I am essentially a magnet for books. It helps that I crawl through used bookstores like it was some sort of an Olympic sport, regularly raid the collections of my friends, get a lot of books mailed to me, haunt science fiction convention dealers rooms, and basically take every opportunity to get my hands on the written word. I try not to consider how many books I have, except on those occasions where I'm forced to try putting them back onto the shelves.

Some of my books are pre-cover ARCs. (There are two kinds of ARC. Some, like the ones for Rosemary and Rue, are essentially mock-ups for the finished book; they have front covers, they have back covers, and they look like books, except for the big "NOT FOR SALE" printed all over them. Others are basically bound manuscripts, with plain heavy-paper covers, and look more like the spec scripts that sometimes show up in specialty bookstores. I don't know if there's a technical term for these, so I just call them "pre-cover ARCs" and have done.) These are always interesting, because it means I'm reading them based on nothing but the back cover blurb.

= = = = = = =

> [What this exercise asks]:
• 1. Show every line of the entries below that contains the word "cloud". Case counts.
• 2. Please continue the passage on book collecting, picking up after its last sentence.

= = = = = = =

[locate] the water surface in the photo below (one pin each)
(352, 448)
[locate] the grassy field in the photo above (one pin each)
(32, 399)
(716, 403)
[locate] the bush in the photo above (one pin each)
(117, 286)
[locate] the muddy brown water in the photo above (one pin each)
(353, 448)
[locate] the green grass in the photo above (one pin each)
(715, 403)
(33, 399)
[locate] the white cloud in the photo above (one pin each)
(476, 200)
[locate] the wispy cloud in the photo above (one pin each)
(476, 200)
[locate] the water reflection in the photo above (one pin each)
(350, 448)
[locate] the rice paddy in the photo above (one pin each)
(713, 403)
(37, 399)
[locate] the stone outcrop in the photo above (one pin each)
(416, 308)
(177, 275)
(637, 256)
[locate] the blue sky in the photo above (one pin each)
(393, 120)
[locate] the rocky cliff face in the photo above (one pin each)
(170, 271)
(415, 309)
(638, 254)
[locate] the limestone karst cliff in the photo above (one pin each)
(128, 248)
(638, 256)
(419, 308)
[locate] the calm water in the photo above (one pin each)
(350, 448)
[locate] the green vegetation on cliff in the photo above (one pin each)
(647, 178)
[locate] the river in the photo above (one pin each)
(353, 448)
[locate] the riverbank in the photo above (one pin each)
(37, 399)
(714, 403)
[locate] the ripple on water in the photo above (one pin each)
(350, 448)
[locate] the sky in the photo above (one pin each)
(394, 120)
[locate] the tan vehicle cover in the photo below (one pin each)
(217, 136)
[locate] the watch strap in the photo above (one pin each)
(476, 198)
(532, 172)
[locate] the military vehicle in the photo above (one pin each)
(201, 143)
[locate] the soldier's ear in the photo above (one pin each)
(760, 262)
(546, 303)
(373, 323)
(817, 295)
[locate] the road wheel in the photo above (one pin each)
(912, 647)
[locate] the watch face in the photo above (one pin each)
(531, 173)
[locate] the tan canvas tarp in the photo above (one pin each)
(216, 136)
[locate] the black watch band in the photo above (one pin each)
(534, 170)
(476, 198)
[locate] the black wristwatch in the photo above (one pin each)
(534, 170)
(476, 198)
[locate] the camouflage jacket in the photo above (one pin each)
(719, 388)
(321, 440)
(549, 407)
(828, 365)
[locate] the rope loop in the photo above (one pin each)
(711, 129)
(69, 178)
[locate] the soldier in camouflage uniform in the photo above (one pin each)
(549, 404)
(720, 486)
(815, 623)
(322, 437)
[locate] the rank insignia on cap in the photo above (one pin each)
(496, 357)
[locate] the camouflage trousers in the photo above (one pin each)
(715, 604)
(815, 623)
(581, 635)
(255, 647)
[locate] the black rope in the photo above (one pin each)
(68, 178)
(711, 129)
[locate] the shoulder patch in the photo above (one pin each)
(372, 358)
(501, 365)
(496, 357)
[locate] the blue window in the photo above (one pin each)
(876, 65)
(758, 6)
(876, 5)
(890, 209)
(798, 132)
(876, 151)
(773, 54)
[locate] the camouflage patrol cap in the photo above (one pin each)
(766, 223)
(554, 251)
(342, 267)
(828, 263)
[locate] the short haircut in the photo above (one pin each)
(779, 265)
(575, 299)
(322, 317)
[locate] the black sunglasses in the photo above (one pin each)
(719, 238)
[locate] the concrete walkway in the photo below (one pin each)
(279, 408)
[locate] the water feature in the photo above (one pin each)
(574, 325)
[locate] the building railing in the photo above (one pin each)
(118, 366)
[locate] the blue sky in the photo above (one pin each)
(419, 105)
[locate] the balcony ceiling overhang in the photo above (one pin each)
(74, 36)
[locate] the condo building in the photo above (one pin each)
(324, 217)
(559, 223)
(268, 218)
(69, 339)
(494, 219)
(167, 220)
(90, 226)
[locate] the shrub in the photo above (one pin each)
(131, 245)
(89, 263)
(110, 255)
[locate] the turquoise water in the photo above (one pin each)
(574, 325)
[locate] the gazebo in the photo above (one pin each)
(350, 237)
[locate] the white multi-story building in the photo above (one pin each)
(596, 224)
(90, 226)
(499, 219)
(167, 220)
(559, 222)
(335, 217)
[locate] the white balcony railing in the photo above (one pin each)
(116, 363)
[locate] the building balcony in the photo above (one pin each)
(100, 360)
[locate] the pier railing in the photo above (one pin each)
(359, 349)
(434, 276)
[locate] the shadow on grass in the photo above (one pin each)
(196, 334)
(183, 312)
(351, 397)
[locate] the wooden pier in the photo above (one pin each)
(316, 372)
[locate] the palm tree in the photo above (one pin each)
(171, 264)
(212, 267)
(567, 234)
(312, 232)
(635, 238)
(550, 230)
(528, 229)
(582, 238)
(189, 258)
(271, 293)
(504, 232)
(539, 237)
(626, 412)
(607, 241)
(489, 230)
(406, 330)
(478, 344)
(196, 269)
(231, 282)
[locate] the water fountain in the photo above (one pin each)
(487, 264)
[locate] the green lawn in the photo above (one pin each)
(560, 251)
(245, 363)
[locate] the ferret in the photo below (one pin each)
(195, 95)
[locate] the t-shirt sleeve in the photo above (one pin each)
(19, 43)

= = = = = = =

> [Answers for this exercise]:
• 1.
[locate] the white cloud in the photo above (one pin each)
[locate] the wispy cloud in the photo above (one pin each)

• 2.
How much does a cover matter? We're always told not to judge a book by its cover, but how much does the cover really matter?

It matters a lot.

The book I just read (which will not be named, because dude, you do not slag on other people's cover art; it's simply not okay) was in a genre I'm fairly fond of; I have an ARC not because I was asked to do a pre-review, but because the book is already out, and so the ARC got shoved off on me. No objections here, as I always buy books that I enjoyed in ARC—I consider it my part of the social contract. "I liked your book when I saw it in an advance form, so here is some money." Much like buying a book I enjoyed when I got it from the library. Anyway:

I had actually seen this book on store shelves, and totally failed to notice it in any meaningful way, because the cover was so non-appealing. I glanced at it, shook my head, and glanced over it. I didn't even realize I'd seen it—when I finished the ARC, I went to the bookstore, hunted down the book, and was gobsmacked to realize that it was "oh, that one." I would never have given the book the credit it deserved, judging solely from the cover. Which would have sucked.

(I realize that giving a positive, if vague, review, and then failing to name the book, is really annoying. I promise to review the book later, when it no longer auto-associates with my kvetching about its cover art.)

Covers matter. Covers matter a lot. More and more, I'm coming to realize that a good cover can make all the difference in the world between a book getting snatched off a store shelf that same book only getting read when somebody shoves it into your hands.

What covers do you especially love, or hate?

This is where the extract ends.